Write out all the data again, exactly as it stands.

---

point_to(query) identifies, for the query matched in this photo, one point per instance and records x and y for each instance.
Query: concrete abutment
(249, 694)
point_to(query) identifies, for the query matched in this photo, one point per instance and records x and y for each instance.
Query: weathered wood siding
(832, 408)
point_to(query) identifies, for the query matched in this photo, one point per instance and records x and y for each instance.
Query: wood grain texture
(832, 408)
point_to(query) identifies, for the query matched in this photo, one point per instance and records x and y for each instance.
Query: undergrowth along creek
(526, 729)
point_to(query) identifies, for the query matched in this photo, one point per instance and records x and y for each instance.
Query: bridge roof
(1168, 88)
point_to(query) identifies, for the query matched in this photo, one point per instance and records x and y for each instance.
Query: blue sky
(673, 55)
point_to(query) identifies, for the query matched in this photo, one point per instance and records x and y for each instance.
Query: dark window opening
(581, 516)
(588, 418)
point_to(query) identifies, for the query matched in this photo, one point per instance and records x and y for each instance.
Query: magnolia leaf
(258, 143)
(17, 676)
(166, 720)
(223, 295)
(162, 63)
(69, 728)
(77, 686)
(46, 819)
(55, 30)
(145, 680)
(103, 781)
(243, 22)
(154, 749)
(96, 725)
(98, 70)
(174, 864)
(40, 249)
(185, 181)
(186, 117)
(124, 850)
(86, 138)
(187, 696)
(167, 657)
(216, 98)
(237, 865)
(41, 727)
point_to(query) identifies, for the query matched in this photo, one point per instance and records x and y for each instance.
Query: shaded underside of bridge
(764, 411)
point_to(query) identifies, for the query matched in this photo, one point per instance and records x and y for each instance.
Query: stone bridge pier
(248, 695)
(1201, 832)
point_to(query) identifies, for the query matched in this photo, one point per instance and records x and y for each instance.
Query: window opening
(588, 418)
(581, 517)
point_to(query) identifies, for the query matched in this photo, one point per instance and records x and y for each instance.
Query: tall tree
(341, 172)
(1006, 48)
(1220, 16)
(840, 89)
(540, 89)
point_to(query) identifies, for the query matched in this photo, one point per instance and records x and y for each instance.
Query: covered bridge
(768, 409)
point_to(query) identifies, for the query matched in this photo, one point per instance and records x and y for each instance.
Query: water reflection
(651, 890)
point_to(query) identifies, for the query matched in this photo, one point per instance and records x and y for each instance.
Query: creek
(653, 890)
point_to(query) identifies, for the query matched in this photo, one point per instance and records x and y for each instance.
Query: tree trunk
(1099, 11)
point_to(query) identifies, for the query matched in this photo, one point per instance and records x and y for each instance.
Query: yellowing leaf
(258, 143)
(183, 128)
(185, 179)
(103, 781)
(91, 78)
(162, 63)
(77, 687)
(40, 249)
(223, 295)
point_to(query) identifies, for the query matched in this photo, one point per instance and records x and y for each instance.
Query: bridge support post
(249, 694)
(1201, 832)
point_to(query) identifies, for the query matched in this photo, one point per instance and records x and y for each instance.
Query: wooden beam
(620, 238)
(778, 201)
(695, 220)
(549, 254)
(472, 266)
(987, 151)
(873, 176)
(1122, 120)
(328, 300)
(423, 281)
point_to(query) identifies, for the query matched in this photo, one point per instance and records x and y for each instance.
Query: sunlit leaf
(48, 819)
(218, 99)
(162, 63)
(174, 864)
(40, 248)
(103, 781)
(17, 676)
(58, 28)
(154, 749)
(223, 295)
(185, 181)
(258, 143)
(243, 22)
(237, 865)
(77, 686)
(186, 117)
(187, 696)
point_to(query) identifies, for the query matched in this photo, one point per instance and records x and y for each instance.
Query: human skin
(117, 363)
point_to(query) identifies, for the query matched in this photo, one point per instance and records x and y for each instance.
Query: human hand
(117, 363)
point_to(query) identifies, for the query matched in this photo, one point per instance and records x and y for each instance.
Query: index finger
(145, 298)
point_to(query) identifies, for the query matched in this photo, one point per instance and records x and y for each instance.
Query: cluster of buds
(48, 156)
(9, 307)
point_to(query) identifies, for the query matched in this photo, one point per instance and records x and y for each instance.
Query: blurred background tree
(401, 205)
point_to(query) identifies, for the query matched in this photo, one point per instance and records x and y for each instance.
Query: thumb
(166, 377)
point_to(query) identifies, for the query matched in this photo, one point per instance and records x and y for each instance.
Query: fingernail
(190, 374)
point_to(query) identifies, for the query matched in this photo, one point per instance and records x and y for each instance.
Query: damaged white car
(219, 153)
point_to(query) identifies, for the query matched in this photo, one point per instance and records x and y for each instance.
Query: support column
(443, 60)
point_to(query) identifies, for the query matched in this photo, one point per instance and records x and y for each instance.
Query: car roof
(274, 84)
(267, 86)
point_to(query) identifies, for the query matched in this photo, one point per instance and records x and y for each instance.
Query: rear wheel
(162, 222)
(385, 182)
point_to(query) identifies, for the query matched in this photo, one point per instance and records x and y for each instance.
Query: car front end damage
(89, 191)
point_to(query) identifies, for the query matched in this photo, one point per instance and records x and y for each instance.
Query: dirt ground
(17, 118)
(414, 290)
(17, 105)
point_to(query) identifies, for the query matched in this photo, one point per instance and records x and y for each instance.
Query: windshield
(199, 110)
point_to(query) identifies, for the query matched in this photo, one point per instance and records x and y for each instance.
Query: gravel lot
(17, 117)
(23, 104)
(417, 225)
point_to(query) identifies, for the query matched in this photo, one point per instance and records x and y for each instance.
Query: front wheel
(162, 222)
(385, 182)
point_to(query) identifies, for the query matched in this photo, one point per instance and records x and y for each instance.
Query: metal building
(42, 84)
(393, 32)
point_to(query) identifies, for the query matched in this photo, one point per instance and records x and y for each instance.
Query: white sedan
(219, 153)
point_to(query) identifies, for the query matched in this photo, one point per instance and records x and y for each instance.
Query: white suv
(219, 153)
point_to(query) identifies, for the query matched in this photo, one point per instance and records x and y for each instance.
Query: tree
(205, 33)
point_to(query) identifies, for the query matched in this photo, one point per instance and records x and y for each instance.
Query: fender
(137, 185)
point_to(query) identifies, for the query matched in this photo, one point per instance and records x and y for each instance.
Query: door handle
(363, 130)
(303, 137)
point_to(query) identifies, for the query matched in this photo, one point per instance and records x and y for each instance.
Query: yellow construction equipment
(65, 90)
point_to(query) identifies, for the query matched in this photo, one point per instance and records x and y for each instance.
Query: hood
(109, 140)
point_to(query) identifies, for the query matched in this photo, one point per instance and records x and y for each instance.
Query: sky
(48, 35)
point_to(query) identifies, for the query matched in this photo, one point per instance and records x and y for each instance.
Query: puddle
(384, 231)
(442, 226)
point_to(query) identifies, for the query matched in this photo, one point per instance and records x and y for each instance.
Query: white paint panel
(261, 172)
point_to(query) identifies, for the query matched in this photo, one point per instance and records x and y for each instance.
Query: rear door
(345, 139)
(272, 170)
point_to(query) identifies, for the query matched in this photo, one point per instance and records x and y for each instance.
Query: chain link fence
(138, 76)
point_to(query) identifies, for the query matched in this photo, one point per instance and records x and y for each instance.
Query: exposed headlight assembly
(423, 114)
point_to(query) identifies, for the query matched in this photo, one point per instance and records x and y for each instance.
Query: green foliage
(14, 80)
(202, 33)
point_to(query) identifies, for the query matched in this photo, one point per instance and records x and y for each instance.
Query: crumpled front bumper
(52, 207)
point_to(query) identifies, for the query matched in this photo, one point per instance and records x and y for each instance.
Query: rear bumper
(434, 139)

---

=== Written response ===
point_to(query) identifies, for the query matched in this photo, one point per instance and records x and y for each instance.
Query: concrete abutment
(249, 694)
point_to(query) identifies, for the query matched in this photo, one point per instance and records x and y for each instance.
Query: weathered wood siding
(832, 408)
point_to(query) identifies, for the query matched in this photo, one point per instance and records x and y for each instance.
Query: wood grain texture
(832, 408)
point_to(query) identifies, for the query matched in this photo, one point per instance and records x and y for each instance.
Query: undergrowth along creek
(526, 729)
point_to(query) identifies, for the query matched in this photo, one point per instance and records x and y for each instance.
Query: bridge roof
(1168, 88)
point_to(query) identifies, for the query matched in this photo, one point per instance and records x and y for each instance.
Query: blue sky
(673, 55)
point_to(query) identifies, for the query matched in this photo, one point per instance and records x and y for each instance.
Query: dark window opening
(581, 516)
(588, 418)
point_to(query) identifies, for the query matched in this photo, one point per instance and records x and y for each instance.
Query: magnolia leaf
(258, 143)
(17, 676)
(166, 720)
(223, 295)
(162, 63)
(69, 728)
(77, 686)
(46, 819)
(55, 30)
(145, 680)
(103, 781)
(243, 22)
(154, 749)
(96, 725)
(98, 70)
(174, 864)
(40, 249)
(185, 181)
(186, 117)
(124, 850)
(86, 138)
(187, 696)
(167, 657)
(216, 98)
(237, 865)
(41, 727)
point_to(query) identifies, for the query matched in this photo, one point per instance and records x and y for each instance.
Query: shaded underside of bridge
(764, 411)
point_to(query) identifies, for the query matched in this photo, one point per instance and records x and y for each instance.
Query: stone bridge pier
(248, 695)
(1201, 832)
point_to(query) identifies, for the query matched in this photo, one point per instance and records x and y for each instance.
Query: window opening
(588, 418)
(581, 517)
point_to(query) identifies, for the query matched in this photo, one point per instance and records x and y for each instance.
Query: tall tree
(341, 172)
(1006, 48)
(1220, 16)
(840, 89)
(540, 89)
point_to(query) identifies, for the query matched in this photo, one point per instance and records x and y for each instance.
Query: covered bridge
(768, 409)
point_to(query) identifies, for the query matched in this photo, one point per instance and records x and y for each instance.
Query: water reflection
(651, 890)
point_to(query) identifies, for the query matched in this photo, one point per instance and records x and y for each instance.
Query: creek
(653, 890)
point_to(query) identifies, for the query matched in this photo, one point per instance and records x and y for each instance.
Query: tree trunk
(1099, 11)
point_to(query) identifies, for the query matched in this photo, one point per instance and records x and y for each instance.
Query: yellowing leaf
(258, 143)
(183, 128)
(185, 179)
(103, 781)
(91, 78)
(162, 63)
(77, 687)
(40, 249)
(223, 295)
point_to(query) identifies, for the query matched in this photo, one point per instance and records x and y for each instance.
Query: bridge support post
(249, 694)
(1201, 832)
point_to(query) identifies, for the query matched in this photo, one point per instance and records x and y for each instance.
Query: wooden beam
(620, 238)
(778, 201)
(695, 220)
(549, 254)
(472, 266)
(987, 151)
(873, 176)
(1122, 120)
(328, 300)
(423, 281)
point_to(query) identifies, for the query matched in this photo, one point per instance and records x and y for each instance.
Query: sunlit leaf
(48, 819)
(218, 99)
(162, 63)
(174, 864)
(40, 248)
(103, 781)
(17, 676)
(58, 28)
(154, 749)
(223, 295)
(185, 181)
(258, 143)
(243, 22)
(237, 865)
(77, 686)
(186, 117)
(187, 696)
point_to(query) identifies, for the query matched in this photo, one point per instance and records x and y for each instance.
Query: human skin
(117, 363)
point_to(query) identifies, for the query matched in this photo, one point per instance and records x and y for each instance.
Query: human hand
(117, 363)
point_to(query) identifies, for the query matched in this photo, one point per instance and records x and y for each instance.
Query: index finger
(145, 298)
point_to(query) identifies, for the query matched in this photo, one point per instance and records x and y for each instance.
Query: cluster of buds
(48, 156)
(9, 307)
point_to(query) identifies, for the query matched in this photo, one point per instance and records x and y for each instance.
Query: blurred background tree
(401, 205)
point_to(query) identifies, for the query matched in this photo, one point per instance and records x and y for each instance.
Query: thumb
(166, 377)
point_to(query) identifies, for the query matched in this photo, one point per instance and records x and y for each instance.
Query: fingernail
(190, 374)
point_to(query) identifies, for the query matched in this photo, one point per instance and records x and y for each instance.
Query: damaged white car
(219, 153)
point_to(query) identifies, for the query matched in this photo, one point per instance and records x and y for each instance.
Query: support column
(443, 60)
point_to(query) identifies, for the query matched in this photo, one point per instance and records x and y for each instance.
Query: car roof
(274, 84)
(267, 86)
point_to(query) identifies, for the query matched in this photo, one point per instance and records x and y for each instance.
Query: rear wheel
(162, 222)
(385, 182)
point_to(query) identifies, for the query matched in this photo, one point per instance and records x and y for each instance.
Query: car front end damage
(89, 191)
point_to(query) identifies, for the query matched in this photo, one point per instance and records x and y for each instance.
Query: dirt ground
(17, 118)
(414, 290)
(17, 105)
point_to(query) identifies, for the query matched in this photo, one point per instance and records x and y for each instance.
Query: windshield
(199, 110)
point_to(query) identifies, for the query matched in this photo, one point per instance and records x and y for each instance.
Query: gravel lot
(17, 117)
(23, 104)
(417, 225)
point_to(query) identifies, for the query matched in this photo, one point per instance and records x and y for each instance.
Query: front wheel
(162, 222)
(385, 182)
point_to(query) identifies, for the query matched in this photo, one point per instance and records x and y for each instance.
Query: metal building
(42, 84)
(393, 32)
point_to(query) identifies, for the query matched in this photo, one point per instance and records x and y for each instance.
Query: white sedan
(219, 153)
point_to(query) identifies, for the query matched in this photo, one point per instance and records x and y for each instance.
Query: white suv
(219, 153)
point_to(query) identifies, for the query matched in this photo, one point per instance and records x and y for each instance.
Query: tree
(205, 33)
point_to(query) identifies, for the query matched in this photo, one point per instance and records x and y for each instance.
Query: fender
(137, 185)
point_to(query) identifies, for the query matched in this photo, one point per instance and records x and y for each instance.
Query: door handle
(363, 130)
(303, 137)
point_to(query) identifies, for the query matched in this photo, one point per instance and records x and y for each instance.
Query: yellow construction equipment
(65, 90)
point_to(query) identifies, for the query matched in this photo, one point per instance and records x and y for each instance.
Query: hood
(109, 140)
point_to(query) identifies, for the query matched in this photo, one point per instance and records x and y for each instance.
Query: sky
(48, 35)
point_to(query) identifies, for the query matched in this photo, one point per instance and records x and y for each instance.
Query: puddle
(384, 231)
(442, 226)
point_to(query) identifies, for the query matched in this photo, one point per instance and records x and y for each instance.
Query: white paint panel
(261, 172)
point_to(query) identifies, for the query matched in this photo, one point per instance and records x and y for each instance.
Query: rear door
(345, 139)
(272, 170)
point_to(query) identifies, for the query matched in this photo, one point per instance and records x and y for each instance.
Query: chain link fence
(138, 76)
point_to(query) identifies, for the query matched in this photo, one point per instance and records x and y for each instance.
Query: exposed headlight assembly
(423, 114)
point_to(query) identifies, for the query matched in this photo, one point per instance and records x and y for each instance.
Query: green foliage
(14, 80)
(202, 33)
point_to(query) identifies, for the query matched in this photo, one point per instance and records x and y for each instance.
Query: crumpled front bumper
(52, 207)
point_to(query) identifies, for the query matched in this photo, one point per instance and records x and y for each instance.
Query: rear bumper
(434, 139)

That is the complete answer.